* _Task requirements_: Pick out and copy every line in the records below that contains the word "hair". Case counts.

* _Records supplied_:

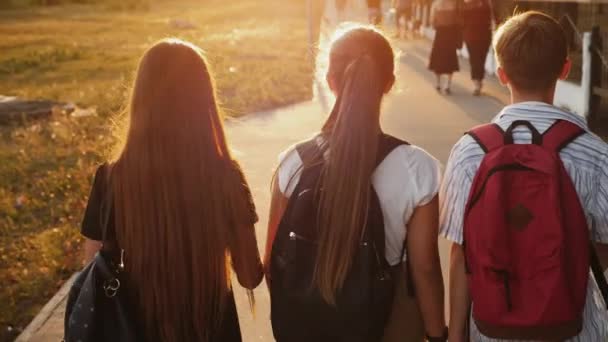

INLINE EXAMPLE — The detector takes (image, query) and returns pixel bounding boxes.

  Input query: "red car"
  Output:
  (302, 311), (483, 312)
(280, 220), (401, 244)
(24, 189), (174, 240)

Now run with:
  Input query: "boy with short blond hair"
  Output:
(440, 12), (608, 342)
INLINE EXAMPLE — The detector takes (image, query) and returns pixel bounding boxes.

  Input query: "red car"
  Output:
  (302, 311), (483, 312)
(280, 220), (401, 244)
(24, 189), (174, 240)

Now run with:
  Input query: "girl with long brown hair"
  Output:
(82, 39), (263, 341)
(265, 27), (446, 342)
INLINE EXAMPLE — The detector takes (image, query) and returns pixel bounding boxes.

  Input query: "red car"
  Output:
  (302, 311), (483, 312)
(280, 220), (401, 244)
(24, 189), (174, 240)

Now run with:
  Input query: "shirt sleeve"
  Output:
(277, 145), (302, 197)
(80, 164), (107, 241)
(439, 137), (475, 244)
(589, 148), (608, 243)
(409, 147), (441, 208)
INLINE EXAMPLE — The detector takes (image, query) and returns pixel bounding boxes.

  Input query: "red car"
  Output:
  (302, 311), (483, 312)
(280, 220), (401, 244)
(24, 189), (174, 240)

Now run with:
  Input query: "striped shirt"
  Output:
(439, 102), (608, 342)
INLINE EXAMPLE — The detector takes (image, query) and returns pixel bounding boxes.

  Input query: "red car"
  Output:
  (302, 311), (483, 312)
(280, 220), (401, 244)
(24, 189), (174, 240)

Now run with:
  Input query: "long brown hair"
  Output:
(112, 39), (242, 341)
(314, 27), (394, 303)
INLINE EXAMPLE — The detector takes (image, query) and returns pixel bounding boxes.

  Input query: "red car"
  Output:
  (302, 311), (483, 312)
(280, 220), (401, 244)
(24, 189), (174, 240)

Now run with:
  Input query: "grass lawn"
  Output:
(0, 0), (312, 341)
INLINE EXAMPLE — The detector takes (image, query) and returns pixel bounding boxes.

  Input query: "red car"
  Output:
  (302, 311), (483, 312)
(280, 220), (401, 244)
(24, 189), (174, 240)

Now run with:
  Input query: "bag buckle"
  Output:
(103, 278), (120, 298)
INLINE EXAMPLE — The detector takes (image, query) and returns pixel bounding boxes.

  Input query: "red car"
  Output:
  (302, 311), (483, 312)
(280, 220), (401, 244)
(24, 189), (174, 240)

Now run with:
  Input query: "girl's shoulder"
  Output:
(278, 134), (323, 169)
(379, 144), (441, 176)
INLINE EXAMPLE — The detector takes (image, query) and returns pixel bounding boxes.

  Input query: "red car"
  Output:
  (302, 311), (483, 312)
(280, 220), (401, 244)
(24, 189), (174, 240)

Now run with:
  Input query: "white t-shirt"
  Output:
(277, 136), (441, 265)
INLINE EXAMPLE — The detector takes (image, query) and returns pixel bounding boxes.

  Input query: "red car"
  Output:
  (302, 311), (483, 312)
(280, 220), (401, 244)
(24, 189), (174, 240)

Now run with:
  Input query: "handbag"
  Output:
(64, 164), (137, 342)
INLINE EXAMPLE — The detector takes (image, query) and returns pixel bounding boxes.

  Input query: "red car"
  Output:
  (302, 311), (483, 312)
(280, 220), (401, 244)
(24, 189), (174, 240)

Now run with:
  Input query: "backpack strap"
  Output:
(466, 124), (505, 153)
(542, 120), (586, 152)
(296, 138), (323, 165)
(100, 163), (124, 273)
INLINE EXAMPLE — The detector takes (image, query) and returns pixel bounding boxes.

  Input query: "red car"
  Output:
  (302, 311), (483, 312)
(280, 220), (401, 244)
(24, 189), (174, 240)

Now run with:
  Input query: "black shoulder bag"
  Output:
(64, 167), (137, 342)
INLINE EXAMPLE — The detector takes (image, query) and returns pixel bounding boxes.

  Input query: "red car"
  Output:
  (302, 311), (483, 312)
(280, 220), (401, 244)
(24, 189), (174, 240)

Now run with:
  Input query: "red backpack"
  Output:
(463, 120), (606, 341)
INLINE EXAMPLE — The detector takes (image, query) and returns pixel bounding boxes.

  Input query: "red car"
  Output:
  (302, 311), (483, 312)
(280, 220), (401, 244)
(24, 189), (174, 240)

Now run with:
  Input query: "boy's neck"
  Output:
(511, 87), (555, 105)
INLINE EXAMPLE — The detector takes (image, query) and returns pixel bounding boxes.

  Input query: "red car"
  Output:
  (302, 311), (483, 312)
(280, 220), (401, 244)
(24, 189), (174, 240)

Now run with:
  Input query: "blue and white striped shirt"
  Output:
(439, 102), (608, 342)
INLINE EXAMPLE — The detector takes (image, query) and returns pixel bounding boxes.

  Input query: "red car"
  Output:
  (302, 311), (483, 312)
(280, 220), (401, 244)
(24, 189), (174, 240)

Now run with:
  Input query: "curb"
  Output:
(15, 273), (78, 342)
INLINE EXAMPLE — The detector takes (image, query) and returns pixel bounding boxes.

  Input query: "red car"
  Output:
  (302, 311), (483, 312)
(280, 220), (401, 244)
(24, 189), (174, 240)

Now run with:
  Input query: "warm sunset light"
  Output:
(0, 0), (608, 342)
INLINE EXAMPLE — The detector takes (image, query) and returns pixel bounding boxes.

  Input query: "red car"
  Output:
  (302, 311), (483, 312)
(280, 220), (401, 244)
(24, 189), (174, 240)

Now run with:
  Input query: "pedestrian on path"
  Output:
(429, 0), (462, 95)
(366, 0), (382, 26)
(440, 12), (608, 342)
(463, 0), (497, 96)
(392, 0), (414, 38)
(265, 27), (447, 342)
(82, 39), (263, 342)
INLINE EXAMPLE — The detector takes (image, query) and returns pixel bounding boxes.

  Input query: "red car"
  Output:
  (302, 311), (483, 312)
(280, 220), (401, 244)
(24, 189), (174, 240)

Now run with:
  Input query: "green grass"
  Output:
(0, 0), (312, 341)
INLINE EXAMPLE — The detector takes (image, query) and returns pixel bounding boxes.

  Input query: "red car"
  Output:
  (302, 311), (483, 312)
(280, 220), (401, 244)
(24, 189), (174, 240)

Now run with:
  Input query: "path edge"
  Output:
(15, 273), (78, 342)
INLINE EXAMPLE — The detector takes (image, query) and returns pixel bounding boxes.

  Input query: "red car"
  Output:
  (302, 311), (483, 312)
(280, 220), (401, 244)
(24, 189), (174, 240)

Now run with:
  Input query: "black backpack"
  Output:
(270, 135), (407, 342)
(63, 166), (140, 342)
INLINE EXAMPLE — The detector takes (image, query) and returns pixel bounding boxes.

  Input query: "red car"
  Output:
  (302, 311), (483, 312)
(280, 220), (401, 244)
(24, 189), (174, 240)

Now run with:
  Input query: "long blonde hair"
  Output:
(112, 39), (244, 341)
(314, 27), (394, 304)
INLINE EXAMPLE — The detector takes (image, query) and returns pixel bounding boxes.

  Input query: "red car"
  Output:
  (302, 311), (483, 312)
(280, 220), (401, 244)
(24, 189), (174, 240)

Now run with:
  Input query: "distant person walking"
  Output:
(366, 0), (382, 26)
(463, 0), (495, 96)
(75, 39), (263, 342)
(393, 0), (414, 38)
(429, 0), (462, 95)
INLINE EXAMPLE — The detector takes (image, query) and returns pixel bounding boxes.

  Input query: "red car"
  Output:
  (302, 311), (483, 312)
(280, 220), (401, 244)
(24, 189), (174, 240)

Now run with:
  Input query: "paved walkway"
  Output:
(20, 3), (507, 342)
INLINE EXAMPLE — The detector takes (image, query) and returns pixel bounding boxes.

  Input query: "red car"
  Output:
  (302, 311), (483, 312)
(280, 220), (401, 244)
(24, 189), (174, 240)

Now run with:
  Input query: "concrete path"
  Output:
(19, 2), (508, 342)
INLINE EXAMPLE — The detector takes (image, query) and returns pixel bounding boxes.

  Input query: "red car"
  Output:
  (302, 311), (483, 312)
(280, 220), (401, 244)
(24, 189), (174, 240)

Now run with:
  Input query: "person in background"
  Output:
(463, 0), (497, 96)
(366, 0), (382, 26)
(392, 0), (413, 38)
(81, 39), (263, 342)
(440, 12), (608, 342)
(429, 0), (462, 95)
(264, 27), (447, 342)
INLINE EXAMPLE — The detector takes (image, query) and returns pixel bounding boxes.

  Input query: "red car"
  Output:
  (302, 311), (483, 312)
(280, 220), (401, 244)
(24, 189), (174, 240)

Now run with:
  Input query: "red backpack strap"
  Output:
(543, 120), (586, 152)
(467, 124), (505, 153)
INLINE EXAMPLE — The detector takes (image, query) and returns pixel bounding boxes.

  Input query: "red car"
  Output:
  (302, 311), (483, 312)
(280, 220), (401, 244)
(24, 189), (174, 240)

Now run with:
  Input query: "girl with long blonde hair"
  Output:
(82, 39), (262, 341)
(265, 26), (446, 342)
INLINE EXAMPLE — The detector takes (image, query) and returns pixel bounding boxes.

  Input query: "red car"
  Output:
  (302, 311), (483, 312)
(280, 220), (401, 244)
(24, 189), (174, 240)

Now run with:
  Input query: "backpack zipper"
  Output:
(491, 268), (513, 312)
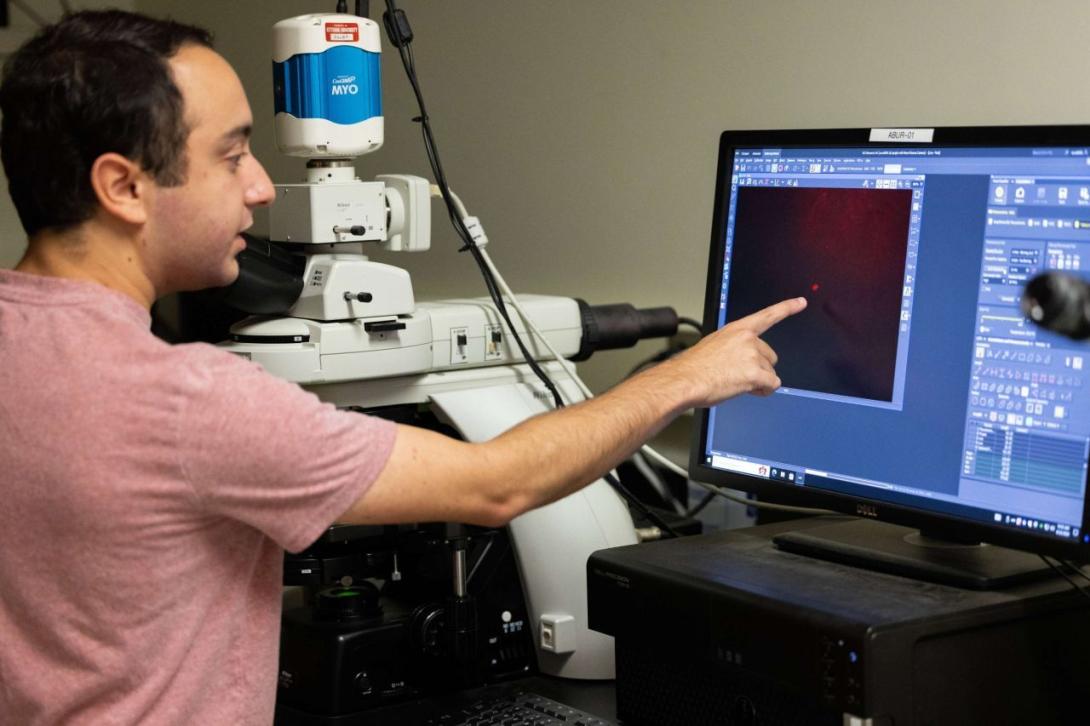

* _Exercise response_:
  Input query: "boy with short blond hair"
  Input query: "girl with long brown hair"
  Input query: "long brown hair"
  Input query: "long blonde hair"
  Input query: "girl with long blonde hair"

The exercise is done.